原文:
────────

JTB・田川社長×HIS・平林社長 対論、トラベル懇話会「新春講演会」

 トラベル懇話会(会長=糟谷愼作・西武トラベル社長)は1月7日、東京都千代田区の有楽町朝日ホールで開いた第32回新春講演会で、JTB社長の田川博己氏と、エイチ・アイ・エス(HIS)社長の平林朗氏の対論を行った。日本を代表する旅行会社のトップが顔を合わせ、2010年の海外旅行市場の行方のほか、リアル店舗やウェブ戦略、価格戦略、グローバル戦略などについて、考え方や今後の方針を語り合った。

 新春講演会に先立って、糟谷会長は新年のあいさつで登壇し「2010年を迎えたが、旅行産業はいまだに20世紀の実績を超えられない。今回のJTBとHISのトップ対論は、旅行産業が21世紀型に変わっていく方向性を示してくれるものと期待している。今年も『明るく元気に』をスローガンに進んでいこう」と呼びかけた。

 対論の司会は、ダイヤモンド・ビッグ社「地球の歩き方」会長の西川敏晴氏が務めた。  まず現状認識について、JTB社長の田川氏は「地域密着で営業しないとこれからの旅行業は成り立たないとの認識から、06年4月に15社に分社化した。新しい旅行業のかたちや事業領域を求めて、現在は構造改革と成長戦略を同時に行っている」と述べた。構造改革では店舗ネットワークが最大の問題とし、成長戦略は(1)ウェブ(2)グローバル(3)地域交流――の3つをあげた。

 HIS社長の平林氏は2年前に社長に就任した理由を、「激変する環境には、より若い世代で対応していき、新しいビジネスモデルを作っていくことを任された」と話した。「HISは創業30周年を迎えたが、これまでのビジネスモデルをこの1―2年で大きく変えつつある状況」とし、「日々起こる変化にいかに対応するかを最も重視し、変化に先回りして対応することを心掛けている」と語った。昨年、マニラに100拠点目を展開しており、現地発のアウトバウンドを拡大していくことに力を入れていると説明した。

 ――リアル店舗、ウェブ戦略について

 JTBの田川社長は「昨年の高速道路1千円化によって、急激にインターネット利用が高まり、とくに国内宿泊においては相当に増えた。これがリアル店舗のあり方を考えるきっかけとなった」と話し、JTBグループで200店舗閉鎖と報道された経緯を話した。田川社長は「インターネットは商品の価値を高めることよりも、価格を下げるベクトルに動くようだ。価値を上げ、価格を上げるようには動いていない」と厳しい口調。そのうえで、「店舗ではインターネットを道具として扱うやり方の道筋を考えていく必要がある」と語った。

────────

問題:
1. 新春講演会の記事によると、対論の司会を務めたのは誰か。
2. 新春講演会の記事から、「トラベル懇話会(会長=糟谷愼」から「方や今後の方針を語り合った。」までを、両端を含めてそのまま繰り返せ。
3. 新春講演会の記事を、最後の文の次から引き継いで書き進めよ。

提供項目:
────────

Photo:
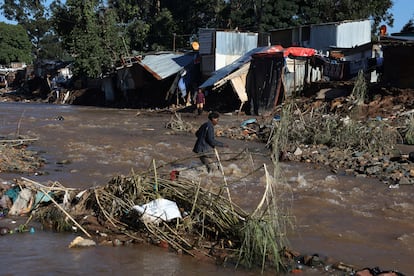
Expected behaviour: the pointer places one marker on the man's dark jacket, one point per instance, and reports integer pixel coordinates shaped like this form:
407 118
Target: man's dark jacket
205 138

────────

解答:
1. ダイヤモンド・ビッグ社「地球の歩き方」会長の西川敏晴氏。

2.
トラベル懇話会(会長=糟谷愼作・西武トラベル社長)は1月7日、東京都千代田区の有楽町朝日ホールで開いた第32回新春講演会で、JTB社長の田川博己氏と、エイチ・アイ・エス(HIS)社長の平林朗氏の対論を行った。日本を代表する旅行会社のトップが顔を合わせ、2010年の海外旅行市場の行方のほか、リアル店舗やウェブ戦略、価格戦略、グローバル戦略などについて、考え方や今後の方針を語り合った。

3.
 HISの平林社長は「96年にホームページを立ち上げて以来、店舗とEビジネスはほぼ均等に力を入れてきた。店舗は統廃合はあるが、基本的には拡大策をとっている」と述べた。さらに、「5―6年前、eビジネスの可能性についての見通しは、総取扱額の1―2割で頭打ちだと予想した。我われは海外旅行が主なので、説明商品という性質柄そこまでeビジネスの比率が高まることはないだろうと見ていたが、今同じ質問をされると、『50%を超える可能性は十分にある』と答えるだろう。この2―3年は店舗が苦戦するなか、携帯(モバイル)による取扱いも急激に増えており、今後どこまで比率が上がるか予想しづらい状況」とした。一方で「ウェブで申し込まれるお客様は海外旅行に慣れたリピーターが中心。店舗を出店していかないと新規顧客の獲得は難しい。また、利益率の高い付加価値をつけた商品を売っていくには、店舗での販売が重要だと考えている」との見解を示した。

「単純な安売りは避けるべき―田川氏」

「「新規顧客」の獲得は店舗で―平林氏」

 ――2010年の海外旅行市場について

 田川氏は「これだけイベントが目白押しの年に、もし需要が伸びなければ、旅行会社を辞めてしまえといわれるような年」とし、平林氏は「数字は伸びると思うが、景況感は09年以上に厳しい年と認識している。成田、羽田空港の発着枠が拡大し、新規エアラインも多数乗入れるなか、ここで需要が拡大しなければ未来はないなと感じる」と語った。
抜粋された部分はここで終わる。